> [Exercise aim]: Carry on the newsletter essay about spares and a broken pair of glasses, starting right after its final sentence.

> [Exercise passage]:
Guardarrr #27: The spares and the just-in-case

Esta es la versión inglesa de mi boletín, puedes encontrar el mismo texto en castellano aquí.


I am to have less. My life is easier if I have one handkerchief in use, one lip balm, one cleaning cloth for my glasses, one pen, one hand cream … and one pair of glasses.

I know there are people out there (hi, mom!) for whom it is easier to have numerous duplicates in all strategic locations – on the nightstand, on the desk, in the kitchen, in the bathroom, in the handbag, in the car – so as not to have to carry that unique object from one place to another constantly. I understand the argument but having 3 lip balms, 5 open hand creams and 4 pairs of glasses overwhelms me. Having only one thing when possible is the easiest thing for me.

Having more (hello, Christmas!) gives me a tremendous desire to use them up or re-gift as soon as possible just to return to that magical equilibrium of one.

It is not a spares problem. When I know that I will use it in the future, after finishing the current one, it fills me with pride and joy to be a respectable adult who is not going to run out of dish soap, toothpaste or toilet paper. But, please, don’t make me decide on how to rotate things of very similar utility (and do not give me scarves, I already have a problem deciding which to wear).

And so I lived until life decided to broaden my horizons and teach me something new.

I was in front of my computer one morning, prepared for a nice day of working from home, when, while cleaning my glasses, the frame was suddenly broken and I had a loose lens in my hand. Ah!

I have been wearing glasses since I was 3 years old, I have a glorious combination of far-sightedness and astigmatism which makes an analog life without glasses at medium distances and sizes possible while small (reading, writing, drawing, sewing) and digital, no matter what the screen size, is difficult.

At 7 and at 30.

Well, I proceeded to postpone all the work and went to an optician where they increased my prescription and I ordered a new pair of glasses. I also realized that, even after all these years of sustainability concerns, I do not apply them to glasses. I keep choosing them as if they were my first, just by the color and shape, without asking what of, where and by whom they are made. I ordered all the protective layers, dropped all my money, and was told that I would get them within a week.

It was only when I got back home and sat in front of my computer that I realized the key question that I had not asked: how do I live a week without glasses?

I hadn’t had my glasses break since kindergarten. In adulthood I had bought the next ones with the previous glasses still in use. I was not prepared for this.

I tossed some Sugru onto the old glasses and left it to set, although without much hope that it would work out properly. Like so:

I spent that first afternoon working with my prescriptions sunglasses on. They are fine outdoors, but this experience left me with no desire to continue wearing them indoors for a week. Polarized lenses are not optimal for digital screens, obviously.

I managed to do everything with the sugru-ed old glasses the next day. They collapsed just as the day’s work was done at 18:30. That was the moment to go back to the optician and ask for miracles … and they had them alright!

My fantasies were on the side of contact lenses (which I have never tried), imagining a magical basement of all prescriptions where you only need to go down and choose the correct ones to save people like me from suffering. No. It is not like that. Contact lenses with my prescription take the same time as glasses, but I discovered that opticians have a reuse trick that I had no idea about even after my 30+ years of prescription eyewear.

Collected data:
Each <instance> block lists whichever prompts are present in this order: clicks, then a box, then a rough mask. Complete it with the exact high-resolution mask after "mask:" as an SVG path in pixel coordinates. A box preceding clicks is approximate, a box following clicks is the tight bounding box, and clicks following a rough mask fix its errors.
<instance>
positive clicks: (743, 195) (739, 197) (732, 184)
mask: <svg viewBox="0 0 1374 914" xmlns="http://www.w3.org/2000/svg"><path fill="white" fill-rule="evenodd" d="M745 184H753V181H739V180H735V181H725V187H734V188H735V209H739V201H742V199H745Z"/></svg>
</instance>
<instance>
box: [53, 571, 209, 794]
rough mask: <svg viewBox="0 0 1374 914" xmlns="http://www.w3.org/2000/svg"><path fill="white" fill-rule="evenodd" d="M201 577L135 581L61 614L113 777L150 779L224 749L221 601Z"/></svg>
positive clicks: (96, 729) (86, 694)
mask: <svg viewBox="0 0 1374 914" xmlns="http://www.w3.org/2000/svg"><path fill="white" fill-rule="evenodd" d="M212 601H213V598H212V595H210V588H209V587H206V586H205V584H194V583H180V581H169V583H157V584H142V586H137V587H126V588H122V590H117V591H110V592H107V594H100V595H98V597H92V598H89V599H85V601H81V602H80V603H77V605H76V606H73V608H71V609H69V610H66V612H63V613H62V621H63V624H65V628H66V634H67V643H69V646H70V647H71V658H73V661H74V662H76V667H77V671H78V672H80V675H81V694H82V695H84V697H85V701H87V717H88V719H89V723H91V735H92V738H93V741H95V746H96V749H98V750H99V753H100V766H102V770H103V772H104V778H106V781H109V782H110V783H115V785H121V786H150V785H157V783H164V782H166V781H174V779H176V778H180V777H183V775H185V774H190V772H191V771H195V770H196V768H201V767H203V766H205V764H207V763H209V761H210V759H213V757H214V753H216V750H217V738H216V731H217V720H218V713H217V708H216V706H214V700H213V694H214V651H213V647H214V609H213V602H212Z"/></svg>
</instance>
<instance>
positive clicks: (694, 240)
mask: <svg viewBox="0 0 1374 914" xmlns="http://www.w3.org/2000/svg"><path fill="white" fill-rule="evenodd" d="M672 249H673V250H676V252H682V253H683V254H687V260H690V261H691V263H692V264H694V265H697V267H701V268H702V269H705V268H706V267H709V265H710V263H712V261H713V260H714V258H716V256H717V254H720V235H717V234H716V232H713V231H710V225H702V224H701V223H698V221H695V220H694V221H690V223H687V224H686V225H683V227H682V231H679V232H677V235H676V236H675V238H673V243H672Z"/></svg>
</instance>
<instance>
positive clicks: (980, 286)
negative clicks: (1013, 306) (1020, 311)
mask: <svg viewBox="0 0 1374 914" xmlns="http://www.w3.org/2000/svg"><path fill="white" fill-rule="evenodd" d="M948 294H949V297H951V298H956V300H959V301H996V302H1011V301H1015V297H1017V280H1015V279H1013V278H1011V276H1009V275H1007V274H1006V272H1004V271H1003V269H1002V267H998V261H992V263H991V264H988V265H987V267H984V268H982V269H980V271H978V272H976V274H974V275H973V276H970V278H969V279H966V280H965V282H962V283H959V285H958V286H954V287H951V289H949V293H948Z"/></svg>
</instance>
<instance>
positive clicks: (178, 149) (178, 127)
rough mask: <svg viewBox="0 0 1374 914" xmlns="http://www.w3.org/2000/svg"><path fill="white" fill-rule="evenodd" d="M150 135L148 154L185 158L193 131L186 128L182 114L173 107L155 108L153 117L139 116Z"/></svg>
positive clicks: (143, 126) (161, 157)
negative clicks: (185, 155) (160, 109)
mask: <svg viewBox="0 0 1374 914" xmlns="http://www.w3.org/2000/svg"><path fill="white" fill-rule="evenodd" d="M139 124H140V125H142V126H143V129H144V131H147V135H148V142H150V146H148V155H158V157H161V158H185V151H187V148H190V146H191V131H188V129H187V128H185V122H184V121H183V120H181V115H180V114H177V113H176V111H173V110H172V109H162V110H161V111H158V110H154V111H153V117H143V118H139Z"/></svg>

> [Exercise output]:
If the lenses are fine, they look for a frame that is very similar in shape but a bit smaller and basically just file the lenses a bit to fit in this new frame! This take only a few minutes, it is done in the store and you only pay for the new frame.

Well, I left the optician’s with my new-old glasses and beaming with happiness about this newfound solution, and at that moment it mattered very little to me that in a few days I would have to go back for my second pair:

As for the inconvenience of having two pairs of glasses, first, it is clear that the new-new glasses are my primary pair since the prescription is higher and I see better, and the lenses are new, hence I have no aspirations to wear the two equally, and secondly, the conflict of having a second pair was fixed by the optician very seriously admonishing me that, with my prescription, one cannot have only one pair of glasses.

She did a valuable reframing for me, switching this new multiple tenancy from an absurd whim with the obligation to amortize and wear the two items out equally to a sensible spare to have. A just-in-case that makes all the sense in the world.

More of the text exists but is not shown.